(Stored data entries)

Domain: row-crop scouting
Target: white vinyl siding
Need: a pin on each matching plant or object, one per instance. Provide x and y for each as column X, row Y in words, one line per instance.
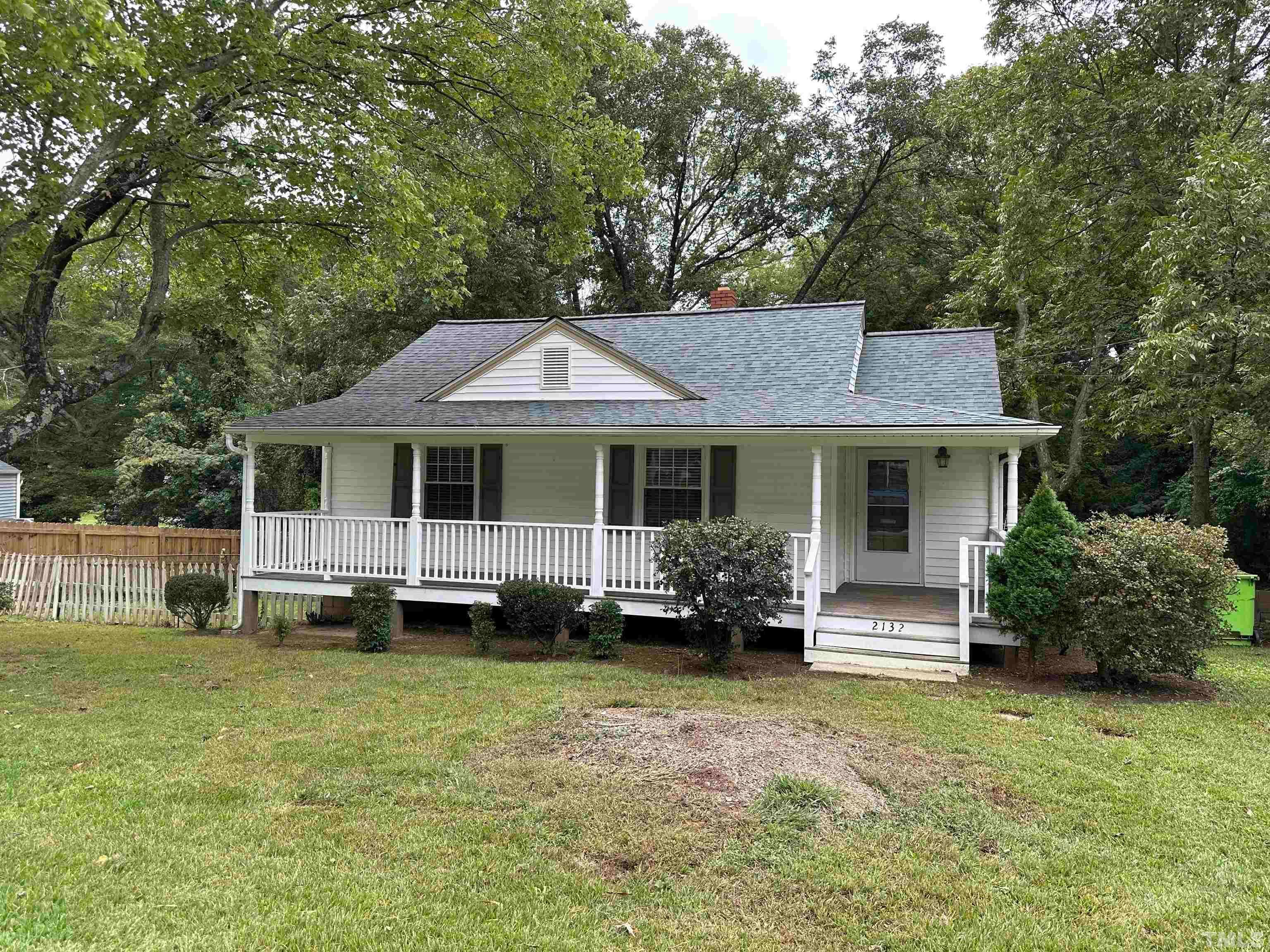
column 592, row 376
column 957, row 506
column 363, row 479
column 10, row 507
column 550, row 483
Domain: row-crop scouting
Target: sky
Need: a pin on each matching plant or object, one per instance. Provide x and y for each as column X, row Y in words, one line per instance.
column 783, row 38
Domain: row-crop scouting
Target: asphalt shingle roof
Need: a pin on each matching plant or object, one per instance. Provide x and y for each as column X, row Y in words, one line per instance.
column 754, row 367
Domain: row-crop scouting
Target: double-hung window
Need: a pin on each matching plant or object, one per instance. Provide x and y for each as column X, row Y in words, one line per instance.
column 450, row 483
column 672, row 484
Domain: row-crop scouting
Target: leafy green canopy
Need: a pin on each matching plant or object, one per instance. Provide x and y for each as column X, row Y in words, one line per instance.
column 1029, row 578
column 183, row 149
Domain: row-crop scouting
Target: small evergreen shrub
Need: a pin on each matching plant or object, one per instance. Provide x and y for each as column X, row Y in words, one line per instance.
column 282, row 628
column 196, row 597
column 724, row 574
column 605, row 625
column 539, row 611
column 1152, row 595
column 1029, row 578
column 372, row 609
column 482, row 615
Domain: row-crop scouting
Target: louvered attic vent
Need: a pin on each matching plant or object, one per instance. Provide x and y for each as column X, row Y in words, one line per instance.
column 556, row 369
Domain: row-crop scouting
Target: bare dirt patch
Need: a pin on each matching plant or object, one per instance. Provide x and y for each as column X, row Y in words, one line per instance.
column 724, row 758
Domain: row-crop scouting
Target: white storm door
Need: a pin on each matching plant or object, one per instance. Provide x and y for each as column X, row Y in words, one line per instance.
column 888, row 537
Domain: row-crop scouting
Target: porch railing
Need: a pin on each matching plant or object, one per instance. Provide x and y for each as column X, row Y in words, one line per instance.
column 451, row 551
column 315, row 544
column 973, row 583
column 497, row 551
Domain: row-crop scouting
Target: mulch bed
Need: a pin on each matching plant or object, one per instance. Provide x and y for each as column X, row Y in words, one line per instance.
column 1055, row 673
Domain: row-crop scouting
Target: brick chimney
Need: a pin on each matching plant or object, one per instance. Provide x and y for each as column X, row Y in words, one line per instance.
column 723, row 298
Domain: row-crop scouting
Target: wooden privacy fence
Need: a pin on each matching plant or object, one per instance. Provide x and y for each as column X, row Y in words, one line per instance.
column 125, row 589
column 61, row 539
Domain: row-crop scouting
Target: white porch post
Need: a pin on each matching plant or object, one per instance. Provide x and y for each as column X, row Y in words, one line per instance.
column 247, row 537
column 1011, row 489
column 993, row 490
column 327, row 539
column 812, row 581
column 597, row 530
column 415, row 537
column 325, row 478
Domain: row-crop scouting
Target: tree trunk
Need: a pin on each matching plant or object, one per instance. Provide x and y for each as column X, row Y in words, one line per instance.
column 1202, row 452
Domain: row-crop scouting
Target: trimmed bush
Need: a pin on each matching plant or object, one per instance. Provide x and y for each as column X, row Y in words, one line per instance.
column 1029, row 578
column 726, row 574
column 1152, row 595
column 196, row 597
column 282, row 628
column 539, row 610
column 482, row 615
column 372, row 607
column 605, row 625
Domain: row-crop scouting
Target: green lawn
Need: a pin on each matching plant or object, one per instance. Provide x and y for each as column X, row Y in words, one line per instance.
column 165, row 790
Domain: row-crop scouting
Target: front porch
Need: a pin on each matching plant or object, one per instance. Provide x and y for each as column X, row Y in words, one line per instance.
column 928, row 624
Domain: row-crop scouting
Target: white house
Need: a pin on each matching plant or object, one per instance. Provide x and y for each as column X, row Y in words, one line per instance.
column 11, row 492
column 558, row 448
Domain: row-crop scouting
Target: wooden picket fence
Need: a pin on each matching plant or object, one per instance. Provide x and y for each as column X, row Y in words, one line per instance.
column 125, row 589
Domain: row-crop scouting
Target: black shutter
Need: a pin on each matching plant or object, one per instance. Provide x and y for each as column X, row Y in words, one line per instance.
column 621, row 487
column 403, row 480
column 723, row 481
column 491, row 483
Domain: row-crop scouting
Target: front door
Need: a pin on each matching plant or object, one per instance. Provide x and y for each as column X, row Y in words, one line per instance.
column 888, row 518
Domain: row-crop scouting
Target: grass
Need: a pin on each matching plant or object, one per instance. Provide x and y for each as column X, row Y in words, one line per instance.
column 165, row 790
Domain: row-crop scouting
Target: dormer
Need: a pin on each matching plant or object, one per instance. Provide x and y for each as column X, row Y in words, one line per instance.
column 561, row 361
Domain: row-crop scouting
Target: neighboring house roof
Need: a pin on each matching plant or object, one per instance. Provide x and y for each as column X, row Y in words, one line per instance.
column 756, row 367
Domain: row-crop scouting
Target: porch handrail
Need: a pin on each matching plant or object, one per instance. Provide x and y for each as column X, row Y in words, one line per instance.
column 973, row 584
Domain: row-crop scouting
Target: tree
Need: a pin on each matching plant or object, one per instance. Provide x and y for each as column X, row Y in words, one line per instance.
column 724, row 576
column 1029, row 578
column 869, row 135
column 1088, row 129
column 1206, row 355
column 719, row 164
column 192, row 146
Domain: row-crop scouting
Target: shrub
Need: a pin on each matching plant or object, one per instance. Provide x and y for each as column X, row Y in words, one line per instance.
column 1152, row 595
column 539, row 610
column 196, row 597
column 482, row 615
column 282, row 628
column 372, row 609
column 1030, row 577
column 605, row 629
column 726, row 574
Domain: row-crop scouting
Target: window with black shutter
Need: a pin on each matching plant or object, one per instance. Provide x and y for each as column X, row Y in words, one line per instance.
column 450, row 483
column 672, row 484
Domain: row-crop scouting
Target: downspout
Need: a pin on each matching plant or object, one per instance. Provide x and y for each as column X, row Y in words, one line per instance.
column 239, row 451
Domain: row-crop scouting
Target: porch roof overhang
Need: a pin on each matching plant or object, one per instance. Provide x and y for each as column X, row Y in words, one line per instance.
column 1025, row 433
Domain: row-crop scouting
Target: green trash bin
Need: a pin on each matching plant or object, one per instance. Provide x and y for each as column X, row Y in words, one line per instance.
column 1242, row 601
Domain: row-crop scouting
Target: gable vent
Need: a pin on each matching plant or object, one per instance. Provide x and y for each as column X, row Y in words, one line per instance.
column 556, row 369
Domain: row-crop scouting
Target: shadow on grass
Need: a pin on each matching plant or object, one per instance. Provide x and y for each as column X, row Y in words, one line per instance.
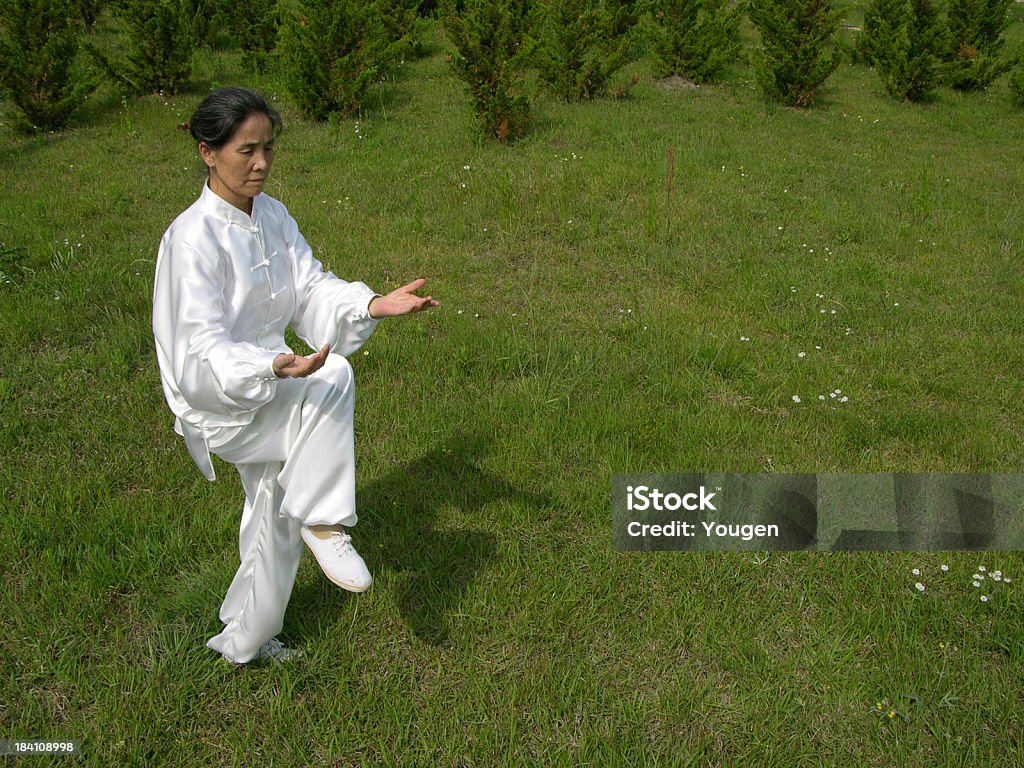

* _Work to complete_
Render everything from the start of the items down to the line containing "column 183, row 149", inclusive, as a two-column CSV with the headers instruction and response. Put one row per item, with each field in double quotes, line breaks replaced by spaces, and the pictures omitted.

* _Written answer_
instruction,response
"Domain: row-crop scouting Target: white vinyl siding Need: a pin on each matching plant or object, one per instance. Provide x and y for each as column X, row Y in words, one line per instance.","column 592, row 376 column 957, row 506 column 363, row 479 column 10, row 507 column 550, row 483"
"Domain: row-crop scouting Target: sky Need: a pin on each matching plant or object, one per instance. Provide x and y for each as column X, row Y in words, one line per instance.","column 783, row 38"
"Domain: row-crop scouting Target: asphalt shingle roof Need: a pin on each matching plant or object, one per instance. Provide x and y for each as column X, row Y in words, one line per instance.","column 754, row 367"
"Domain: row-crop scouting Target: double-hung window Need: a pin on each matching plant or object, one per instance. Provide x and y for each as column X, row Y in words, one line per instance.","column 450, row 483 column 672, row 484"
"Domain: row-crop scouting Target: leafy green canopy Need: a pin on each matching plant or object, one per instance. Provide x and y for each as column X, row Y in words, one line per instance.","column 1029, row 578 column 183, row 149"